To do: Your output should consist solely of the lines from the one with "For each instance of the pine" through the end of the records, reproduced exactly, both ends included.

Referring expression pointing data:
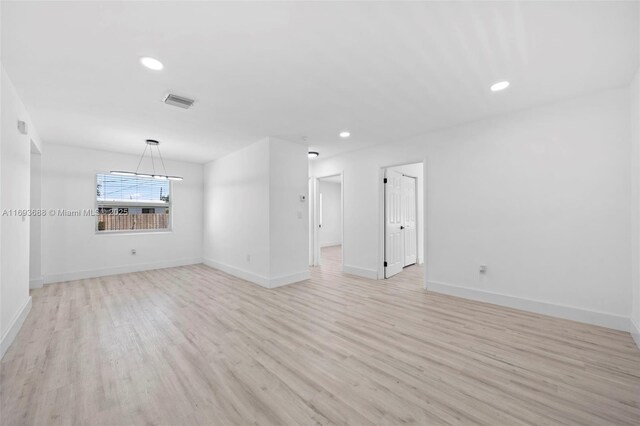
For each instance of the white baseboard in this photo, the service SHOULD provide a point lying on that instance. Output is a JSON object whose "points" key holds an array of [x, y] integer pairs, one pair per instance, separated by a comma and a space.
{"points": [[545, 308], [238, 272], [289, 279], [335, 243], [15, 326], [36, 282], [361, 272], [635, 332], [93, 273], [255, 278]]}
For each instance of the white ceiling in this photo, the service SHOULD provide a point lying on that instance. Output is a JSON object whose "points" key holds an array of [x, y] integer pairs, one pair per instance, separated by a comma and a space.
{"points": [[385, 71]]}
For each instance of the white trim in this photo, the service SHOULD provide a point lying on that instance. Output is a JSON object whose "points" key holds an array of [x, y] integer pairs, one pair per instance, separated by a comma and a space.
{"points": [[93, 273], [603, 319], [238, 272], [361, 272], [635, 332], [289, 279], [381, 212], [14, 328], [331, 244], [36, 283]]}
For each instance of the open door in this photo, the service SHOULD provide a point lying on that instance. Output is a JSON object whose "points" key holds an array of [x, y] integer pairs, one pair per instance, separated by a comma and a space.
{"points": [[393, 236], [409, 222]]}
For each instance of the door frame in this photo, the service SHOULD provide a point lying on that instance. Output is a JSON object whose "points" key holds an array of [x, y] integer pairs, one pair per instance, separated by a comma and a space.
{"points": [[317, 260], [417, 222], [381, 218]]}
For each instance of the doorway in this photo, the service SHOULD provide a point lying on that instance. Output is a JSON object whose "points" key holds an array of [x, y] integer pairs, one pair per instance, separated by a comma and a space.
{"points": [[403, 208], [326, 227]]}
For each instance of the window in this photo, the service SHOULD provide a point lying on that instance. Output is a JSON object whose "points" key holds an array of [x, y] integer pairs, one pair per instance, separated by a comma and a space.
{"points": [[132, 203]]}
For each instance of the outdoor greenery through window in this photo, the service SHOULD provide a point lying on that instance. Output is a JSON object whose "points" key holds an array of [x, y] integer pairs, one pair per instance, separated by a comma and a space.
{"points": [[132, 203]]}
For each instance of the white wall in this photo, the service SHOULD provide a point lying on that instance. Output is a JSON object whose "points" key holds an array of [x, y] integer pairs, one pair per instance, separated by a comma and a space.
{"points": [[331, 232], [541, 196], [416, 170], [71, 247], [635, 206], [288, 215], [236, 207], [35, 227], [255, 226], [15, 152]]}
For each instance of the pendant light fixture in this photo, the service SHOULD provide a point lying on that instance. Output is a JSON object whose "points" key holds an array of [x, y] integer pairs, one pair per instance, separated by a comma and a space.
{"points": [[150, 143]]}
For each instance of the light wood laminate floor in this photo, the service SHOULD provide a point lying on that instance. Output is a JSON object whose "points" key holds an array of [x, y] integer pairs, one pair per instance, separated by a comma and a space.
{"points": [[192, 345]]}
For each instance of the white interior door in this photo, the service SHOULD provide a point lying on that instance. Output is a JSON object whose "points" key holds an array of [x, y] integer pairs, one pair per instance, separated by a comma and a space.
{"points": [[409, 220], [393, 241]]}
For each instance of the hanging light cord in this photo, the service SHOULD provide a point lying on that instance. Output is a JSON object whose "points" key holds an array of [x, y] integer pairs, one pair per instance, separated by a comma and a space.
{"points": [[153, 164], [161, 160], [142, 157]]}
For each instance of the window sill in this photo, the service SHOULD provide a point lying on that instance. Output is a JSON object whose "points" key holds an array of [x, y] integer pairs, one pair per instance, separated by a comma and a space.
{"points": [[136, 232]]}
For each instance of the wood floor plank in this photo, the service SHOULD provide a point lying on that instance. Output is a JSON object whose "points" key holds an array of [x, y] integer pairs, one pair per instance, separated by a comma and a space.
{"points": [[193, 345]]}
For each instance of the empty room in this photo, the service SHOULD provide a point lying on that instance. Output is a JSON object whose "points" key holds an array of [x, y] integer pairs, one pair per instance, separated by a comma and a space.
{"points": [[320, 213]]}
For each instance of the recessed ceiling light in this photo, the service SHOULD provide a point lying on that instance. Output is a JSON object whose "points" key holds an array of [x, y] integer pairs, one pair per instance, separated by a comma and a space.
{"points": [[501, 85], [151, 63]]}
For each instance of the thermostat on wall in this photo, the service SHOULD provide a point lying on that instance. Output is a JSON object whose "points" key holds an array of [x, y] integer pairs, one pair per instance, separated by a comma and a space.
{"points": [[22, 127]]}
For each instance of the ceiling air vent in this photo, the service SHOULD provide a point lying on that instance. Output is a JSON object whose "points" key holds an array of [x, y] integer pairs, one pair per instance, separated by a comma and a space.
{"points": [[178, 101]]}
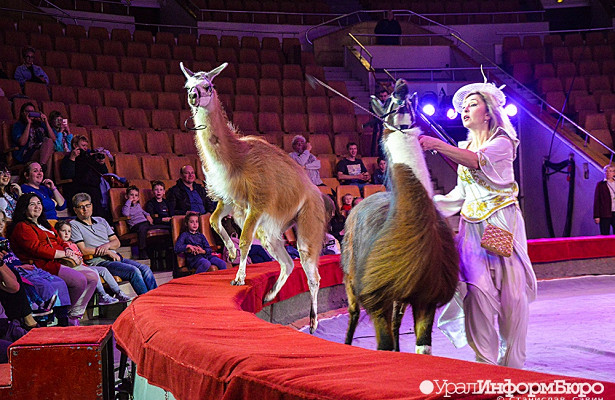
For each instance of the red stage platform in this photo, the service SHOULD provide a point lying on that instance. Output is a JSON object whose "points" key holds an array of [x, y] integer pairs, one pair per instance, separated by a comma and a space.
{"points": [[197, 337]]}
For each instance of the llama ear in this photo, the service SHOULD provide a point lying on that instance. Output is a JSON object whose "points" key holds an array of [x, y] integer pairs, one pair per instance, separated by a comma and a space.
{"points": [[214, 72], [189, 74]]}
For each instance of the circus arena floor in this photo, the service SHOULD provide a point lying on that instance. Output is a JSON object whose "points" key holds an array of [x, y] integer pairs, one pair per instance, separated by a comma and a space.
{"points": [[571, 331]]}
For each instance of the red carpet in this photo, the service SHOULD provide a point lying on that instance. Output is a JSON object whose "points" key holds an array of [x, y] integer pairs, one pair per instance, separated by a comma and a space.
{"points": [[197, 338]]}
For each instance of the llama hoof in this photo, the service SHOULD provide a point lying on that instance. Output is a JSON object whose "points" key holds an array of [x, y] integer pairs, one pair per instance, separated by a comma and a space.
{"points": [[268, 297]]}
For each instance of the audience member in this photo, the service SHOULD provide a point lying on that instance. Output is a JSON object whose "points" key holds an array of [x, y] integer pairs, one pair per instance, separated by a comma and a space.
{"points": [[33, 238], [157, 206], [195, 246], [351, 170], [45, 189], [50, 290], [9, 192], [28, 71], [604, 201], [64, 230], [60, 128], [380, 174], [95, 237], [346, 204], [378, 105], [139, 221], [32, 136], [86, 169], [187, 195], [388, 26], [308, 161]]}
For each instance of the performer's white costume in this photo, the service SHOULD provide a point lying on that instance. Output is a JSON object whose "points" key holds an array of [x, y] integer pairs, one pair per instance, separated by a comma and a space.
{"points": [[490, 285]]}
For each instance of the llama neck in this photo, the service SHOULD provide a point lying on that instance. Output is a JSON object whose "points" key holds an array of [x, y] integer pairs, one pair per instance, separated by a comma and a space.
{"points": [[216, 141], [404, 148]]}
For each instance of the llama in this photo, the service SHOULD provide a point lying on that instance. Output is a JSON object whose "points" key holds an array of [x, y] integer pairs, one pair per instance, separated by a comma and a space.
{"points": [[398, 249], [264, 189]]}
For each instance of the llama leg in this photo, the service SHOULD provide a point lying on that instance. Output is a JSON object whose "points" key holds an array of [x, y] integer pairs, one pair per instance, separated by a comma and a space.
{"points": [[353, 309], [245, 242], [423, 324], [384, 333], [309, 262], [398, 314], [275, 247], [221, 211]]}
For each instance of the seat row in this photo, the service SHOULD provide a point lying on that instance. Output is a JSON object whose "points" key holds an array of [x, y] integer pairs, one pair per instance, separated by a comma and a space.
{"points": [[24, 32]]}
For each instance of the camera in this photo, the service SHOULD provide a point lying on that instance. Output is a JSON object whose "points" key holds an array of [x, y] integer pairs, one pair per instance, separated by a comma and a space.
{"points": [[5, 246], [98, 156]]}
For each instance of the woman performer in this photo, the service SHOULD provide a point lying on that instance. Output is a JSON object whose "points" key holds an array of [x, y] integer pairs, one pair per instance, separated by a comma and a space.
{"points": [[486, 194]]}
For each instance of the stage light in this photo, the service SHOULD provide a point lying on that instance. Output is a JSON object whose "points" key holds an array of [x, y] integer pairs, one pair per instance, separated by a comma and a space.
{"points": [[428, 103], [429, 109]]}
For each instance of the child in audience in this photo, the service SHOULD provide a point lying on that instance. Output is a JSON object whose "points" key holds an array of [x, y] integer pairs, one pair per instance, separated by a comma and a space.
{"points": [[346, 204], [157, 207], [139, 220], [64, 230], [195, 246]]}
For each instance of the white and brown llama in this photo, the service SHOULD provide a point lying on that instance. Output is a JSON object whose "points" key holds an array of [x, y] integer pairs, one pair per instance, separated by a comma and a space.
{"points": [[264, 189], [397, 249]]}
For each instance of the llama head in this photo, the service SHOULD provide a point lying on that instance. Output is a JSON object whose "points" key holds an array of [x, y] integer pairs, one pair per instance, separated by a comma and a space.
{"points": [[200, 85], [402, 107]]}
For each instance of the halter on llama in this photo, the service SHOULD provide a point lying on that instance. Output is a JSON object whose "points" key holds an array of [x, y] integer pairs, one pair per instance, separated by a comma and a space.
{"points": [[261, 186], [398, 250]]}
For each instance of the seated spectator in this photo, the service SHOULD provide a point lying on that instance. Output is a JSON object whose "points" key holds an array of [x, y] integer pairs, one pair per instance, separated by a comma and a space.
{"points": [[196, 248], [9, 192], [351, 170], [32, 136], [95, 237], [157, 207], [48, 292], [60, 128], [45, 189], [346, 204], [308, 161], [64, 230], [380, 174], [187, 195], [139, 221], [28, 72], [33, 238], [86, 168]]}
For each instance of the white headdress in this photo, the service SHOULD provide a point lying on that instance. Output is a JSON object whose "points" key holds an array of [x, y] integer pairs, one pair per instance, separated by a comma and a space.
{"points": [[485, 87]]}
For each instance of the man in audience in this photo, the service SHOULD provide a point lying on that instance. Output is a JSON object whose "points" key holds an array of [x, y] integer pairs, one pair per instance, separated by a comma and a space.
{"points": [[187, 195], [351, 170], [28, 72], [308, 161], [86, 168], [96, 238]]}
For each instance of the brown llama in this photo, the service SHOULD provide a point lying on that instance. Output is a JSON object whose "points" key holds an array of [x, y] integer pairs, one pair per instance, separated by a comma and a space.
{"points": [[264, 189], [398, 250]]}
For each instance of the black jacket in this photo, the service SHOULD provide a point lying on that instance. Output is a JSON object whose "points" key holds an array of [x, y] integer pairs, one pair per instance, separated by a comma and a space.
{"points": [[179, 202]]}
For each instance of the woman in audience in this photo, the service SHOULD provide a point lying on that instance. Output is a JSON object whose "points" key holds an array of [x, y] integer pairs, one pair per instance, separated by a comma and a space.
{"points": [[33, 136], [45, 189], [33, 238], [60, 128], [9, 192]]}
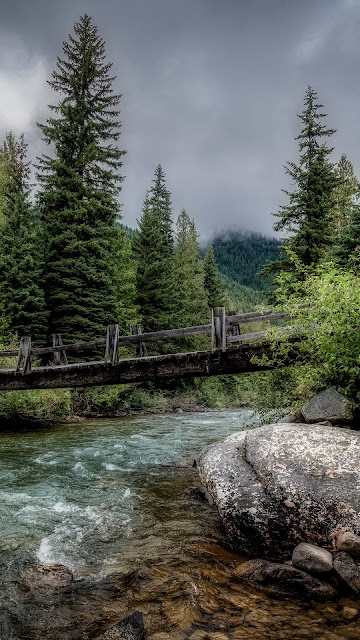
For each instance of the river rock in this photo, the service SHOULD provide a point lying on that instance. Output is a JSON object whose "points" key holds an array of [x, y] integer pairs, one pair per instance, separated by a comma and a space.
{"points": [[311, 558], [329, 405], [282, 484], [46, 578], [292, 418], [130, 628], [283, 581], [347, 570], [349, 542]]}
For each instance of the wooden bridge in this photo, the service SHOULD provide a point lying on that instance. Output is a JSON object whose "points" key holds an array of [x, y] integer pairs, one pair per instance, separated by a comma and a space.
{"points": [[231, 352]]}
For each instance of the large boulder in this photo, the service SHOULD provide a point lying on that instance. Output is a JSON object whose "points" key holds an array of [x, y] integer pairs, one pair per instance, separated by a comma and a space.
{"points": [[130, 628], [283, 484], [283, 581], [313, 559], [329, 405]]}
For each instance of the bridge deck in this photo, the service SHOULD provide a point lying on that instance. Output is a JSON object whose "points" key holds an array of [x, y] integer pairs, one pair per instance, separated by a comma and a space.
{"points": [[198, 363]]}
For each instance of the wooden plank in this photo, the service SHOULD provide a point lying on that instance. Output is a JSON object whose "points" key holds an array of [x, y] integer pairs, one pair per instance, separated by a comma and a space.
{"points": [[239, 319], [166, 334], [60, 356], [244, 337], [112, 338], [218, 331], [24, 356], [257, 316], [140, 347], [165, 367]]}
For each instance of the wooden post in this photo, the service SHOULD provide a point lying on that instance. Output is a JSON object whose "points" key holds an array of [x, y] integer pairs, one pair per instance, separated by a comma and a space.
{"points": [[218, 331], [140, 347], [111, 349], [235, 328], [24, 355], [60, 356]]}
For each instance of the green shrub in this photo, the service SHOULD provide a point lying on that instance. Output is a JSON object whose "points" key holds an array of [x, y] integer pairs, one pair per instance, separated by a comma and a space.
{"points": [[330, 349]]}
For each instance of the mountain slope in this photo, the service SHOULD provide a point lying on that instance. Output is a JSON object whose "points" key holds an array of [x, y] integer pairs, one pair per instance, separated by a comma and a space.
{"points": [[240, 256]]}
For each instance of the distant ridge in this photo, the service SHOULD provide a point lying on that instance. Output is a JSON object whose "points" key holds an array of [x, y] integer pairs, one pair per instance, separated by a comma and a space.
{"points": [[241, 255]]}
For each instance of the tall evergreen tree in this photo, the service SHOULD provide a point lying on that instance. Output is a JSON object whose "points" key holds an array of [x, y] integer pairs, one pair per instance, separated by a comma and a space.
{"points": [[213, 286], [344, 193], [127, 310], [192, 305], [348, 240], [21, 293], [153, 246], [80, 185], [307, 217]]}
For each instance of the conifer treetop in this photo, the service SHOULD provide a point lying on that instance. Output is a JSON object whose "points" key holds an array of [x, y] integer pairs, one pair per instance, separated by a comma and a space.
{"points": [[87, 110]]}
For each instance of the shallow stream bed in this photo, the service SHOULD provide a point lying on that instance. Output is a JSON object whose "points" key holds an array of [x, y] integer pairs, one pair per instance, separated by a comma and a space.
{"points": [[106, 499]]}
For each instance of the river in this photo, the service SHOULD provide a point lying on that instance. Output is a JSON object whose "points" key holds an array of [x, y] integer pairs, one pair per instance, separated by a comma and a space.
{"points": [[109, 500]]}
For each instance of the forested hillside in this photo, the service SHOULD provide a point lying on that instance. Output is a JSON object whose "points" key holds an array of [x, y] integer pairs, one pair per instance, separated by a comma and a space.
{"points": [[241, 256]]}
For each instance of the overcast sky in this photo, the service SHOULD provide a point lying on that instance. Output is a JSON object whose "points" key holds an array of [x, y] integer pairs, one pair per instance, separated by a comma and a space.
{"points": [[210, 89]]}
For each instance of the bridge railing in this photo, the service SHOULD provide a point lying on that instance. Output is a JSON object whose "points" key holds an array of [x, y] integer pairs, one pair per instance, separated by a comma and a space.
{"points": [[224, 328]]}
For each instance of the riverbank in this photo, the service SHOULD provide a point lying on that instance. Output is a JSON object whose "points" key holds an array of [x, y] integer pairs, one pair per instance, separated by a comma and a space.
{"points": [[109, 500], [264, 391]]}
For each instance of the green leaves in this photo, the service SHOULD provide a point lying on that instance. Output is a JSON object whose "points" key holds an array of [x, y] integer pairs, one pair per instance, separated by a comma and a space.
{"points": [[80, 184]]}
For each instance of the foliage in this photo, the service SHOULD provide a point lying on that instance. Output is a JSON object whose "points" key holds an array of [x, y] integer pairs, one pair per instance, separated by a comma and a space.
{"points": [[21, 269], [330, 346], [41, 407], [346, 247], [240, 256], [80, 184], [307, 217], [241, 298], [127, 312], [344, 193], [153, 247], [212, 281], [191, 298]]}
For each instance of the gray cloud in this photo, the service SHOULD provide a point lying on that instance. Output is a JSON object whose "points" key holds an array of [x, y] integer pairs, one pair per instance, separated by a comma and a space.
{"points": [[210, 90]]}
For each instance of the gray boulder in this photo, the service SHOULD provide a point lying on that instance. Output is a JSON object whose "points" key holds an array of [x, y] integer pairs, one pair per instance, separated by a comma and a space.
{"points": [[347, 570], [283, 484], [313, 559], [349, 542], [283, 581], [329, 405]]}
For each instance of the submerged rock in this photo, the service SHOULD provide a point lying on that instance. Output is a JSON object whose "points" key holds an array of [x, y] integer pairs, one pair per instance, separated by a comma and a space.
{"points": [[311, 558], [283, 484], [329, 405], [347, 570], [283, 580], [46, 578], [349, 542], [130, 628]]}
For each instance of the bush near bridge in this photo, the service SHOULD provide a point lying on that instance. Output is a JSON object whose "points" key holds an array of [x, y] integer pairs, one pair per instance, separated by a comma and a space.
{"points": [[331, 344]]}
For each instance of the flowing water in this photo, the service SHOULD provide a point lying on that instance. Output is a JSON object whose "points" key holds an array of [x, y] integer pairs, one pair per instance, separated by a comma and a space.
{"points": [[109, 500]]}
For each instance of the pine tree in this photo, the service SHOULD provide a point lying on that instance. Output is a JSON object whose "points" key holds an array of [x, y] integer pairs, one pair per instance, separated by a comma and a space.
{"points": [[192, 306], [127, 311], [348, 240], [21, 293], [80, 185], [153, 246], [344, 193], [212, 281], [307, 217]]}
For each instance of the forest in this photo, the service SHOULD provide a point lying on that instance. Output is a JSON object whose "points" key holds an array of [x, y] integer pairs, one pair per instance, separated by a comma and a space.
{"points": [[70, 266]]}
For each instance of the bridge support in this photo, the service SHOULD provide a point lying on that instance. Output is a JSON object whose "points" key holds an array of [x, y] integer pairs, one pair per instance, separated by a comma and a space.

Task answer:
For each instance of the pine tree in this photo, the service SHOULD provide a point lying on that instance. Output is a JSON object whose "points" key holds an array of [x, y] integer pairs, one pair per instance, separated by a comma and a space.
{"points": [[192, 306], [127, 311], [348, 240], [21, 293], [80, 185], [153, 246], [344, 193], [212, 281], [307, 217]]}
For each instance of the forest in this photo, the service SHOULD provide a point lying on that instance. Output is a JSON object whose "points" key holds an array of [x, y] integer pairs, one pair per instance, separated by a comma and a space.
{"points": [[70, 266]]}
For each instance of the bridge support in this photo, the service SHOULD provide a point lying on that instance. Output is a JSON object whose "points" key holds an array of [x, y] integer pairs, one pair per instance, separated by a comma and a space.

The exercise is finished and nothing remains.